▶ [Challenges]
1. List every keyword assigned to the bug ticket.
2. Reproduce the bug ticket word for word, everything from "tested with" down to "Platform: Windows-10-10.0.18362-SP0 (OSGeo4W)".
3. Summarize the bug ticket in two sentences.

Opened 11 months ago

Last modified 6 months ago

#3925 new defect

winGRASS 7.8.1dev: 'charmap' codec can't decode byte 0x9d - issue in vector attribute data handling (e.g. opening attribute table, v.report, etc)

Reported by: hellik Owned by: grass-dev@…
Priority: major Milestone: 7.8.3
Component: Vector Version: git-releasebranch78
Keywords: python3, py3, wingrass Cc:
CPU: x86-64 Platform: MSWindows

Description

tested with

GRASS Version: 7.8.1dev                                                         
Code revision: d1c4ad132                                                        
Build date: 2019-10-22                                                          
Build platform: x86_64-w64-mingw32                                              
GDAL: 2.4.1                                                                     
PROJ: 5.2.0                                                                     
GEOS: 3.8.0                                                                     
SQLite: 3.29.0                                                                  
Python: 3.7.0                                                                   
wxPython: 4.0.3                                                                 
Platform: Windows-10-10.0.18362-SP0 (OSGeo4W)

(Dataset excerpt)

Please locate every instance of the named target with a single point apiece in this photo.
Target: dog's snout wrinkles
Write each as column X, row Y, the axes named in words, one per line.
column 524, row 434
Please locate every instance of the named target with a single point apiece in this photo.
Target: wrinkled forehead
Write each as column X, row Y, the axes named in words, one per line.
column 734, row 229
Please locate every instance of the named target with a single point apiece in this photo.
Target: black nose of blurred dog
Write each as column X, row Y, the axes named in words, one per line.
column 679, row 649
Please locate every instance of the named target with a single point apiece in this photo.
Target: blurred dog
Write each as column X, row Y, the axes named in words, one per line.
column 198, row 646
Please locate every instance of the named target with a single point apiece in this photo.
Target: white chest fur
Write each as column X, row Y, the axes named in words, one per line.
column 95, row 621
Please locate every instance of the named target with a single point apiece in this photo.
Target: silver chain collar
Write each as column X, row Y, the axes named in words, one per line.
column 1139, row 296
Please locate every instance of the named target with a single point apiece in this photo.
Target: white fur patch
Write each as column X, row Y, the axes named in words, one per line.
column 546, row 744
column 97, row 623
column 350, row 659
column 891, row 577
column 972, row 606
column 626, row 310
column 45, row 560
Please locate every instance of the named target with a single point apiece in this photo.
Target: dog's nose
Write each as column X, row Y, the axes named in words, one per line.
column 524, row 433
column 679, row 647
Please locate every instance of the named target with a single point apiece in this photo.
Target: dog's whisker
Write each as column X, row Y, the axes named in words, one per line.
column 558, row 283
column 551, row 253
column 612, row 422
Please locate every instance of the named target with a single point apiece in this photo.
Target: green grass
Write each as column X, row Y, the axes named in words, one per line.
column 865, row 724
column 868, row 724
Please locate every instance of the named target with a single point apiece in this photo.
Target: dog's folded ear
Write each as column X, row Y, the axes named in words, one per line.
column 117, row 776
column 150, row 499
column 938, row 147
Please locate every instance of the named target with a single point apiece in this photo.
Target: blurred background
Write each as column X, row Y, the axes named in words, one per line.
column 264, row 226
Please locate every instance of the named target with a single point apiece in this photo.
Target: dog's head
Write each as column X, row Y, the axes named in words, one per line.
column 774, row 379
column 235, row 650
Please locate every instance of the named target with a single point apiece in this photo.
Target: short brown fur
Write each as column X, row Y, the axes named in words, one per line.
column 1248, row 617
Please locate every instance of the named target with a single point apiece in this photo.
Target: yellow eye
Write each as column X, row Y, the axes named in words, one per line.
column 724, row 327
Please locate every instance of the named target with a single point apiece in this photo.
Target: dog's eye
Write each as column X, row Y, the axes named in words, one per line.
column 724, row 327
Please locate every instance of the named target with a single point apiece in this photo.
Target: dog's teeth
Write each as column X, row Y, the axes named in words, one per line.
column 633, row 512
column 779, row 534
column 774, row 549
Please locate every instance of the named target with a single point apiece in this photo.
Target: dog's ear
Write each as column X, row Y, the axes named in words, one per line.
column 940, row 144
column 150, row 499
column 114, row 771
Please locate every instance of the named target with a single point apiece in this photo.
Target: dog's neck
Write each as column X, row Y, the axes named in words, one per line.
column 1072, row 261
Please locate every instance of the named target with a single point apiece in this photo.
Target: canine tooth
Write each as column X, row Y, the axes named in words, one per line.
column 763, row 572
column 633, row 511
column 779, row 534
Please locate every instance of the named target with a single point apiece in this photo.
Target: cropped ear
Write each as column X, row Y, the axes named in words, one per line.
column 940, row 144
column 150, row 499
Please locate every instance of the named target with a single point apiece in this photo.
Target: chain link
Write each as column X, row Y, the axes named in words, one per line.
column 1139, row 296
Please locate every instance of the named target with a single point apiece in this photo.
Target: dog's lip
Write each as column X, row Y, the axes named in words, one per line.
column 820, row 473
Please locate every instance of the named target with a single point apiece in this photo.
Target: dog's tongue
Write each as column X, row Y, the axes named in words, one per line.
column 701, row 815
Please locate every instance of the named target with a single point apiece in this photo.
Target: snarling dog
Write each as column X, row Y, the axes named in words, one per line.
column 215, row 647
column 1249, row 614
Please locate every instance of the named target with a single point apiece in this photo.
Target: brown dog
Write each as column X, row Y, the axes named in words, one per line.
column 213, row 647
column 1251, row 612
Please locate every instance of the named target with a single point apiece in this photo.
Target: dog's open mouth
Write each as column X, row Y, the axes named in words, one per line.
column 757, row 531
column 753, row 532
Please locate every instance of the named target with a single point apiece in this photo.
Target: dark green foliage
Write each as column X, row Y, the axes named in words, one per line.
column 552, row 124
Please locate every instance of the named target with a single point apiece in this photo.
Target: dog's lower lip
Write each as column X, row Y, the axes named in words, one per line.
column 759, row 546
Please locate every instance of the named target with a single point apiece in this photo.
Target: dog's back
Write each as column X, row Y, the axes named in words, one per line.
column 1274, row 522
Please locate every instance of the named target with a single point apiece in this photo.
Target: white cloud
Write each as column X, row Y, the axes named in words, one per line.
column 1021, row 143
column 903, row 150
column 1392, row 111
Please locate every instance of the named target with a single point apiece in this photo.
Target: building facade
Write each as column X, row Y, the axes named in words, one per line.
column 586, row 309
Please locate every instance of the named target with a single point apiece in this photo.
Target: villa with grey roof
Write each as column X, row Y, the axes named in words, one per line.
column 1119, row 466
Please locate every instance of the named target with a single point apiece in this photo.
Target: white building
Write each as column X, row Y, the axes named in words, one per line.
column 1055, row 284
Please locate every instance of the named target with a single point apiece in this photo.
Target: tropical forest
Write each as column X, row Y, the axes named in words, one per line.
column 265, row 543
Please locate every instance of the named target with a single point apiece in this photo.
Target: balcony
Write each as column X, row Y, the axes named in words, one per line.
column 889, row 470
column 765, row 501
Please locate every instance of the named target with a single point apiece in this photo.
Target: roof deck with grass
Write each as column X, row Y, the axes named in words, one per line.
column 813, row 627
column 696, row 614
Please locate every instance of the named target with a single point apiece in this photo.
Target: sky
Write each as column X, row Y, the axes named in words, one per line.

▶ [Answers]
1. python3, py3, wingrass

2.
tested with

GRASS Version: 7.8.1dev                                                         
Code revision: d1c4ad132                                                        
Build date: 2019-10-22                                                          
Build platform: x86_64-w64-mingw32                                              
GDAL: 2.4.1                                                                     
PROJ: 5.2.0                                                                     
GEOS: 3.8.0                                                                     
SQLite: 3.29.0                                                                  
Python: 3.7.0                                                                   
wxPython: 4.0.3                                                                 
Platform: Windows-10-10.0.18362-SP0 (OSGeo4W)

3. Ticket #3925 reports a major defect in winGRASS 7.8.1dev: a 'charmap' codec can't decode byte 0x9d when vector attribute data is handled, for example when opening the attribute table or running v.report. The issue was tested with a build dated 2019-10-22 using Python 3.7.0 and wxPython 4.0.3 on Windows 10 (OSGeo4W), and its milestone is 7.8.3.